*Input*
· · · · · · ·

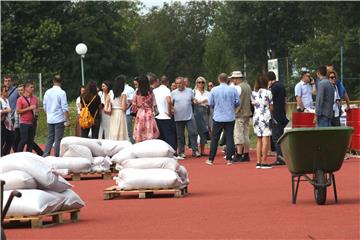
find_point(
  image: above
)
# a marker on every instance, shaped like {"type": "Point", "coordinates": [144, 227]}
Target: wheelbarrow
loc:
{"type": "Point", "coordinates": [315, 154]}
{"type": "Point", "coordinates": [7, 206]}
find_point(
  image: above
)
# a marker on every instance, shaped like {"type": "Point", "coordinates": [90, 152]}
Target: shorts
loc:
{"type": "Point", "coordinates": [241, 131]}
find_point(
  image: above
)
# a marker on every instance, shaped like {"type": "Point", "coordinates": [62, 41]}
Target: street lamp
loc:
{"type": "Point", "coordinates": [81, 49]}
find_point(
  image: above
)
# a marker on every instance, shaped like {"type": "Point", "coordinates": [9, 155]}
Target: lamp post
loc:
{"type": "Point", "coordinates": [81, 49]}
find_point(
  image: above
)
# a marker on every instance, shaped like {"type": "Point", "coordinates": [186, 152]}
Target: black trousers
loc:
{"type": "Point", "coordinates": [27, 135]}
{"type": "Point", "coordinates": [228, 128]}
{"type": "Point", "coordinates": [167, 130]}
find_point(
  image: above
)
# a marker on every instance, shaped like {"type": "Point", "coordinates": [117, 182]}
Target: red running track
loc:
{"type": "Point", "coordinates": [236, 201]}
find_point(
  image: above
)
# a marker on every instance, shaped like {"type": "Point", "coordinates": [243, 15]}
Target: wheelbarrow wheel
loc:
{"type": "Point", "coordinates": [320, 191]}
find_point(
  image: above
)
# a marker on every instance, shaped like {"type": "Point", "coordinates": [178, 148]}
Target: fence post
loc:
{"type": "Point", "coordinates": [40, 87]}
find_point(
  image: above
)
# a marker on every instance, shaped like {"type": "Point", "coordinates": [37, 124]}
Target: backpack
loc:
{"type": "Point", "coordinates": [86, 120]}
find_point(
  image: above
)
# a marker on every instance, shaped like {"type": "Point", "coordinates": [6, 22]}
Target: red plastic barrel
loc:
{"type": "Point", "coordinates": [353, 120]}
{"type": "Point", "coordinates": [303, 119]}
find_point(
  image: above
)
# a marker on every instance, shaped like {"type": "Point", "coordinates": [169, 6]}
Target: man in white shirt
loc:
{"type": "Point", "coordinates": [164, 122]}
{"type": "Point", "coordinates": [57, 114]}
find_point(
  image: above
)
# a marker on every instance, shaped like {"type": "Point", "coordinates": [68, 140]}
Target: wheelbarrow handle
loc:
{"type": "Point", "coordinates": [8, 203]}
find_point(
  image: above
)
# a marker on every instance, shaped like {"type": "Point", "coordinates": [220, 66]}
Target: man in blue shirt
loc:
{"type": "Point", "coordinates": [223, 99]}
{"type": "Point", "coordinates": [57, 114]}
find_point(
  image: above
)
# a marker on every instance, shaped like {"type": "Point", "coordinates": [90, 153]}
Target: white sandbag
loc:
{"type": "Point", "coordinates": [148, 163]}
{"type": "Point", "coordinates": [152, 148]}
{"type": "Point", "coordinates": [92, 144]}
{"type": "Point", "coordinates": [78, 151]}
{"type": "Point", "coordinates": [183, 174]}
{"type": "Point", "coordinates": [73, 164]}
{"type": "Point", "coordinates": [130, 178]}
{"type": "Point", "coordinates": [126, 153]}
{"type": "Point", "coordinates": [30, 163]}
{"type": "Point", "coordinates": [111, 147]}
{"type": "Point", "coordinates": [72, 200]}
{"type": "Point", "coordinates": [33, 202]}
{"type": "Point", "coordinates": [18, 180]}
{"type": "Point", "coordinates": [101, 164]}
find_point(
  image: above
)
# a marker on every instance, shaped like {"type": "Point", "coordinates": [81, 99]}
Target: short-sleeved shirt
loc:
{"type": "Point", "coordinates": [160, 96]}
{"type": "Point", "coordinates": [28, 116]}
{"type": "Point", "coordinates": [304, 91]}
{"type": "Point", "coordinates": [94, 106]}
{"type": "Point", "coordinates": [279, 94]}
{"type": "Point", "coordinates": [182, 101]}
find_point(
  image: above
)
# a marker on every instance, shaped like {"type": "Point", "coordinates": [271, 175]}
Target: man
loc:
{"type": "Point", "coordinates": [279, 114]}
{"type": "Point", "coordinates": [223, 99]}
{"type": "Point", "coordinates": [304, 91]}
{"type": "Point", "coordinates": [13, 95]}
{"type": "Point", "coordinates": [27, 106]}
{"type": "Point", "coordinates": [324, 99]}
{"type": "Point", "coordinates": [163, 120]}
{"type": "Point", "coordinates": [129, 91]}
{"type": "Point", "coordinates": [242, 114]}
{"type": "Point", "coordinates": [182, 100]}
{"type": "Point", "coordinates": [341, 88]}
{"type": "Point", "coordinates": [57, 115]}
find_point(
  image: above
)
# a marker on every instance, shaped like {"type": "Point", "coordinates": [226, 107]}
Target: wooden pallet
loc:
{"type": "Point", "coordinates": [107, 175]}
{"type": "Point", "coordinates": [114, 191]}
{"type": "Point", "coordinates": [43, 220]}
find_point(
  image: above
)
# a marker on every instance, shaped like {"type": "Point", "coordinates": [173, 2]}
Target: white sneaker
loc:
{"type": "Point", "coordinates": [209, 162]}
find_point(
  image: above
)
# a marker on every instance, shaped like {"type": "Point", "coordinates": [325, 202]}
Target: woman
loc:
{"type": "Point", "coordinates": [105, 116]}
{"type": "Point", "coordinates": [201, 112]}
{"type": "Point", "coordinates": [78, 110]}
{"type": "Point", "coordinates": [20, 90]}
{"type": "Point", "coordinates": [261, 98]}
{"type": "Point", "coordinates": [93, 102]}
{"type": "Point", "coordinates": [6, 124]}
{"type": "Point", "coordinates": [118, 123]}
{"type": "Point", "coordinates": [144, 101]}
{"type": "Point", "coordinates": [335, 121]}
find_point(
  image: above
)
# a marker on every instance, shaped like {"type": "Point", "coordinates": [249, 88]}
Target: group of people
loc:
{"type": "Point", "coordinates": [153, 110]}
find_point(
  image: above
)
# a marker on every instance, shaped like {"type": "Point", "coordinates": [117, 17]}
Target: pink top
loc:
{"type": "Point", "coordinates": [26, 117]}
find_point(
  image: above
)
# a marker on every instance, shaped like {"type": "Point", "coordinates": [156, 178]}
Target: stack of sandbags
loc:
{"type": "Point", "coordinates": [149, 165]}
{"type": "Point", "coordinates": [43, 190]}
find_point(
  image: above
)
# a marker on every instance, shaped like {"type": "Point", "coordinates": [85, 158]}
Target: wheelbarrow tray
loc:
{"type": "Point", "coordinates": [306, 150]}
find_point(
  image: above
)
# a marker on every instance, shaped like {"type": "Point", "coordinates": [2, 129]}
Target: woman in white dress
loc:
{"type": "Point", "coordinates": [118, 123]}
{"type": "Point", "coordinates": [105, 116]}
{"type": "Point", "coordinates": [261, 98]}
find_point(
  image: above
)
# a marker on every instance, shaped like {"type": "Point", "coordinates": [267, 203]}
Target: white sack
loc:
{"type": "Point", "coordinates": [33, 202]}
{"type": "Point", "coordinates": [71, 199]}
{"type": "Point", "coordinates": [18, 180]}
{"type": "Point", "coordinates": [153, 148]}
{"type": "Point", "coordinates": [30, 163]}
{"type": "Point", "coordinates": [78, 151]}
{"type": "Point", "coordinates": [111, 147]}
{"type": "Point", "coordinates": [130, 178]}
{"type": "Point", "coordinates": [148, 163]}
{"type": "Point", "coordinates": [101, 164]}
{"type": "Point", "coordinates": [73, 164]}
{"type": "Point", "coordinates": [124, 154]}
{"type": "Point", "coordinates": [183, 174]}
{"type": "Point", "coordinates": [92, 144]}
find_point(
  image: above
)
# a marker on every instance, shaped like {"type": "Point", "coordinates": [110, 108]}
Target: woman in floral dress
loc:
{"type": "Point", "coordinates": [144, 103]}
{"type": "Point", "coordinates": [261, 98]}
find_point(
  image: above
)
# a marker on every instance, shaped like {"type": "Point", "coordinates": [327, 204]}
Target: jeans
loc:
{"type": "Point", "coordinates": [323, 121]}
{"type": "Point", "coordinates": [130, 128]}
{"type": "Point", "coordinates": [228, 128]}
{"type": "Point", "coordinates": [27, 135]}
{"type": "Point", "coordinates": [180, 129]}
{"type": "Point", "coordinates": [55, 134]}
{"type": "Point", "coordinates": [277, 132]}
{"type": "Point", "coordinates": [167, 130]}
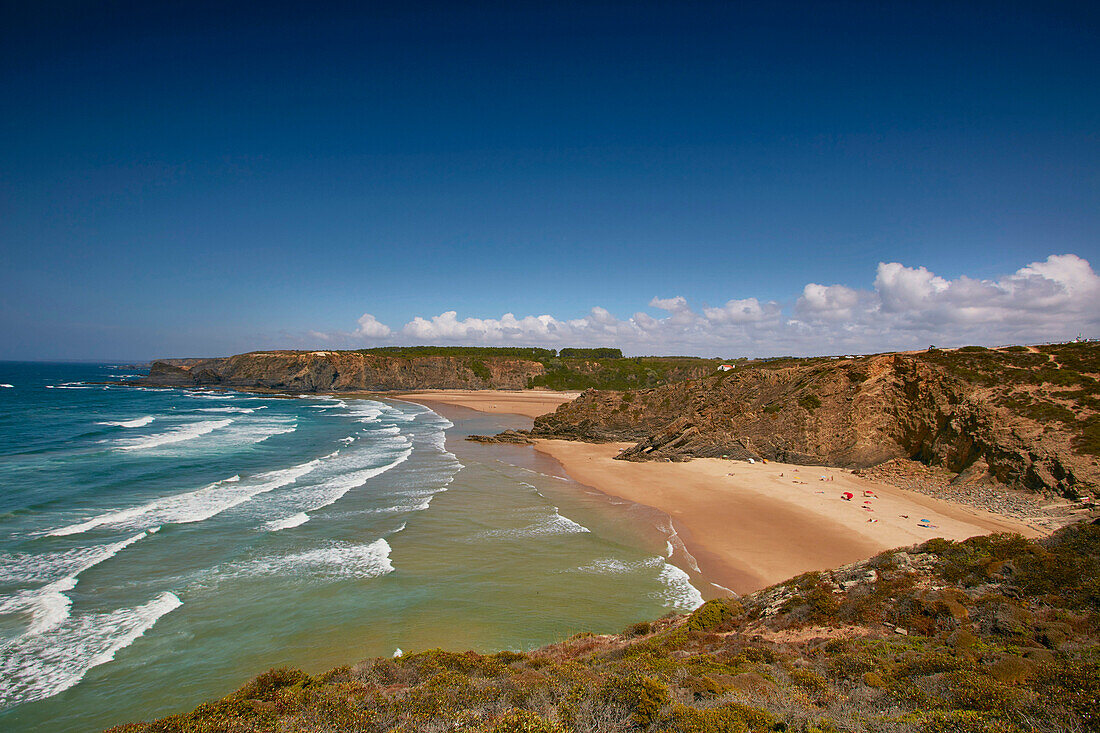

· · · · · · ·

*Stated problem*
Pick out every line in the listing above that contains the word "lamp", matching case exactly. Copy each such line in full.

*The output*
Target: street lamp
Target: lamp post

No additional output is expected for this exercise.